### Problem statement
Leave the images out. Give every line below again, precisely.

..........

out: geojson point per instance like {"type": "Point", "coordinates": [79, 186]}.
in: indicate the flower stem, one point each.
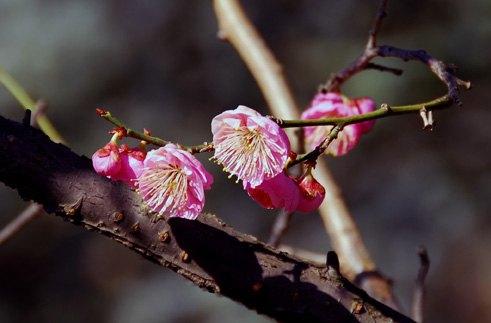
{"type": "Point", "coordinates": [384, 111]}
{"type": "Point", "coordinates": [28, 103]}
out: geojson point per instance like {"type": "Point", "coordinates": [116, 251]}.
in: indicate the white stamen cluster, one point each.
{"type": "Point", "coordinates": [245, 154]}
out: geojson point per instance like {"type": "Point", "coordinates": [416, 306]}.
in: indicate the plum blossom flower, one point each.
{"type": "Point", "coordinates": [303, 194]}
{"type": "Point", "coordinates": [334, 105]}
{"type": "Point", "coordinates": [131, 164]}
{"type": "Point", "coordinates": [173, 182]}
{"type": "Point", "coordinates": [249, 145]}
{"type": "Point", "coordinates": [107, 160]}
{"type": "Point", "coordinates": [312, 192]}
{"type": "Point", "coordinates": [276, 193]}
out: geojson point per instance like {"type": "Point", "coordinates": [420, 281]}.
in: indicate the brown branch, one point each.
{"type": "Point", "coordinates": [19, 222]}
{"type": "Point", "coordinates": [279, 228]}
{"type": "Point", "coordinates": [208, 252]}
{"type": "Point", "coordinates": [346, 239]}
{"type": "Point", "coordinates": [419, 291]}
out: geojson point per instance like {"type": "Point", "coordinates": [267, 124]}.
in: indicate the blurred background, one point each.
{"type": "Point", "coordinates": [159, 65]}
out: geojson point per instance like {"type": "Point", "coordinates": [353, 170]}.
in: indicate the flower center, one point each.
{"type": "Point", "coordinates": [245, 153]}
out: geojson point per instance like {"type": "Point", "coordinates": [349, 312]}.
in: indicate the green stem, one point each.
{"type": "Point", "coordinates": [153, 140]}
{"type": "Point", "coordinates": [28, 103]}
{"type": "Point", "coordinates": [319, 150]}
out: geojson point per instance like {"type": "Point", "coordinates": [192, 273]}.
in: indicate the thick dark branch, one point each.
{"type": "Point", "coordinates": [207, 251]}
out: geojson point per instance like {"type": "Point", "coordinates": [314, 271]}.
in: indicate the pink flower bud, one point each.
{"type": "Point", "coordinates": [107, 160]}
{"type": "Point", "coordinates": [276, 193]}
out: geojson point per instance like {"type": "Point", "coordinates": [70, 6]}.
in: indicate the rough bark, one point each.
{"type": "Point", "coordinates": [206, 251]}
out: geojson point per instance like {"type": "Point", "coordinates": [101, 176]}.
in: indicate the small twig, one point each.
{"type": "Point", "coordinates": [279, 228]}
{"type": "Point", "coordinates": [28, 103]}
{"type": "Point", "coordinates": [362, 62]}
{"type": "Point", "coordinates": [38, 111]}
{"type": "Point", "coordinates": [315, 257]}
{"type": "Point", "coordinates": [419, 291]}
{"type": "Point", "coordinates": [19, 221]}
{"type": "Point", "coordinates": [131, 133]}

..........

### Answer for the task
out: geojson point per instance like {"type": "Point", "coordinates": [79, 186]}.
in: indicate the flower stem, one point each.
{"type": "Point", "coordinates": [384, 111]}
{"type": "Point", "coordinates": [28, 103]}
out: geojson point per instance like {"type": "Point", "coordinates": [116, 251]}.
in: indicate the white stamen cluster, one point each.
{"type": "Point", "coordinates": [245, 154]}
out: geojson point per instance like {"type": "Point", "coordinates": [416, 306]}.
in: indicate the plum blossom flower, one point each.
{"type": "Point", "coordinates": [303, 194]}
{"type": "Point", "coordinates": [334, 105]}
{"type": "Point", "coordinates": [131, 164]}
{"type": "Point", "coordinates": [173, 182]}
{"type": "Point", "coordinates": [249, 145]}
{"type": "Point", "coordinates": [107, 160]}
{"type": "Point", "coordinates": [312, 192]}
{"type": "Point", "coordinates": [276, 193]}
out: geojson point per instance like {"type": "Point", "coordinates": [420, 281]}.
in: indicate the brown branch, one point each.
{"type": "Point", "coordinates": [19, 222]}
{"type": "Point", "coordinates": [279, 228]}
{"type": "Point", "coordinates": [208, 252]}
{"type": "Point", "coordinates": [346, 239]}
{"type": "Point", "coordinates": [419, 291]}
out: geojson point per instance like {"type": "Point", "coordinates": [267, 124]}.
in: indicate the blurred background, one point each.
{"type": "Point", "coordinates": [159, 65]}
out: geojson point per instance like {"type": "Point", "coordinates": [353, 170]}.
in: indicate the flower center, one point each.
{"type": "Point", "coordinates": [245, 153]}
out: geojson point per instance like {"type": "Point", "coordinates": [349, 312]}.
in: indicate the green stem, one point each.
{"type": "Point", "coordinates": [153, 140]}
{"type": "Point", "coordinates": [28, 103]}
{"type": "Point", "coordinates": [319, 150]}
out: geojson point per instance like {"type": "Point", "coordinates": [192, 273]}.
in: indicate the thick dark branch, one point each.
{"type": "Point", "coordinates": [207, 251]}
out: geojson point per instance like {"type": "Point", "coordinates": [314, 271]}.
in: indicate the pink flower bud, one point each.
{"type": "Point", "coordinates": [107, 160]}
{"type": "Point", "coordinates": [276, 193]}
out: geojson point per instance like {"type": "Point", "coordinates": [70, 6]}.
in: indicate the rough bark, one point each.
{"type": "Point", "coordinates": [206, 251]}
out: geojson point per instance like {"type": "Point", "coordinates": [101, 176]}.
in: indicate the small twig, one point each.
{"type": "Point", "coordinates": [279, 228]}
{"type": "Point", "coordinates": [28, 103]}
{"type": "Point", "coordinates": [362, 62]}
{"type": "Point", "coordinates": [38, 111]}
{"type": "Point", "coordinates": [315, 257]}
{"type": "Point", "coordinates": [419, 291]}
{"type": "Point", "coordinates": [19, 221]}
{"type": "Point", "coordinates": [131, 133]}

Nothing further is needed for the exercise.